• [Records to use]:
---------------
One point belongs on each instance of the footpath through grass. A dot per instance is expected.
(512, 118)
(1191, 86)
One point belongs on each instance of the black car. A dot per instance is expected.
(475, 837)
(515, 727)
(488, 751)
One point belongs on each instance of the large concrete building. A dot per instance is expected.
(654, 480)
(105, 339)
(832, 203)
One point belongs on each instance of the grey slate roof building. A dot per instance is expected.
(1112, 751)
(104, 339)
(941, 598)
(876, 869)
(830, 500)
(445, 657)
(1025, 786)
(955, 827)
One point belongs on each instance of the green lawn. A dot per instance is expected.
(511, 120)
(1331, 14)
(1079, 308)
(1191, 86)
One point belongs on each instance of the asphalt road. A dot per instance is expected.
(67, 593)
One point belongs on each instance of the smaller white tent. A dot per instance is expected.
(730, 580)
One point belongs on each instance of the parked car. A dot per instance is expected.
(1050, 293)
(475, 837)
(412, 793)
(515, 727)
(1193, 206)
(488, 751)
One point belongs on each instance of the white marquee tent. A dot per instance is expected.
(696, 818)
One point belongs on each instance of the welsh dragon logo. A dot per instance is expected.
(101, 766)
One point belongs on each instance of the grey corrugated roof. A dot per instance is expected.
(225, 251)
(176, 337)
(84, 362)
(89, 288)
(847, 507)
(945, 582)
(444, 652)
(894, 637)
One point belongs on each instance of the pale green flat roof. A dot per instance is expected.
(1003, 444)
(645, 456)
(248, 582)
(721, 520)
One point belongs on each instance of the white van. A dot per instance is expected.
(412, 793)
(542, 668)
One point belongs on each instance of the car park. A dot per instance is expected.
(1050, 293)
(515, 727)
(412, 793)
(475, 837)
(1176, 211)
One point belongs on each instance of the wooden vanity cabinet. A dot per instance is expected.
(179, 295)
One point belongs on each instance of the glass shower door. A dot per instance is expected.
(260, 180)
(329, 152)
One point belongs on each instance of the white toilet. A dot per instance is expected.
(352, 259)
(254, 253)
---------------
• [Task directions]:
An exact copy of every record is required.

• [Output for this exercise]:
One point belongs on each instance of the footpath through grass. A dot per instance is expected.
(512, 118)
(1191, 86)
One point belongs on each instance of the black car. A dot per instance is expected.
(475, 837)
(515, 727)
(488, 751)
One point belongs on each instance of the large concrete building. A dot per instance is expected.
(654, 480)
(105, 339)
(832, 203)
One point belongs on each instance of the grey slate roof building. A dot per instance is expected.
(1112, 751)
(104, 339)
(941, 598)
(876, 869)
(830, 500)
(445, 657)
(1025, 786)
(955, 827)
One point belongs on each instance of the green lawn. A dot per instance is expected.
(511, 120)
(1331, 14)
(1079, 308)
(1191, 86)
One point belongs on each instance of the asphalt road. A dot per instance is expected.
(67, 593)
One point belongs on each instance of the smaller white tent. A dot per instance is expected.
(730, 580)
One point belongs on each instance of the parked car. A dot per instance is expected.
(1050, 293)
(475, 837)
(412, 793)
(515, 727)
(1193, 206)
(488, 751)
One point belongs on each instance of the white marquee tent. A dot per instance is expected.
(696, 818)
One point belongs on each instance of the welsh dragon logo. A dot per instance is expected.
(101, 766)
One point belongs on each instance of the grey corrugated roof. A dot per instance is expected.
(225, 251)
(176, 337)
(84, 362)
(89, 288)
(847, 507)
(945, 582)
(444, 652)
(894, 637)
One point belongs on each instance of the pale green flat roof. A dot per instance is expected.
(1003, 444)
(645, 456)
(248, 582)
(721, 520)
One point belongs on each instance of the white van. A dot per instance is expected.
(412, 793)
(542, 668)
One point belongs on each instance of the car park. A dot per instance is expected.
(1050, 293)
(515, 727)
(412, 793)
(475, 837)
(1176, 211)
One point belongs on each instance of the wooden vanity cabinet. A dot per instance is expected.
(179, 295)
One point belongs on each instance of the glass shower door. A dot per instance is expected.
(260, 180)
(329, 152)
One point belongs on each instance of the white toilet. A dot per instance is expected.
(352, 259)
(254, 253)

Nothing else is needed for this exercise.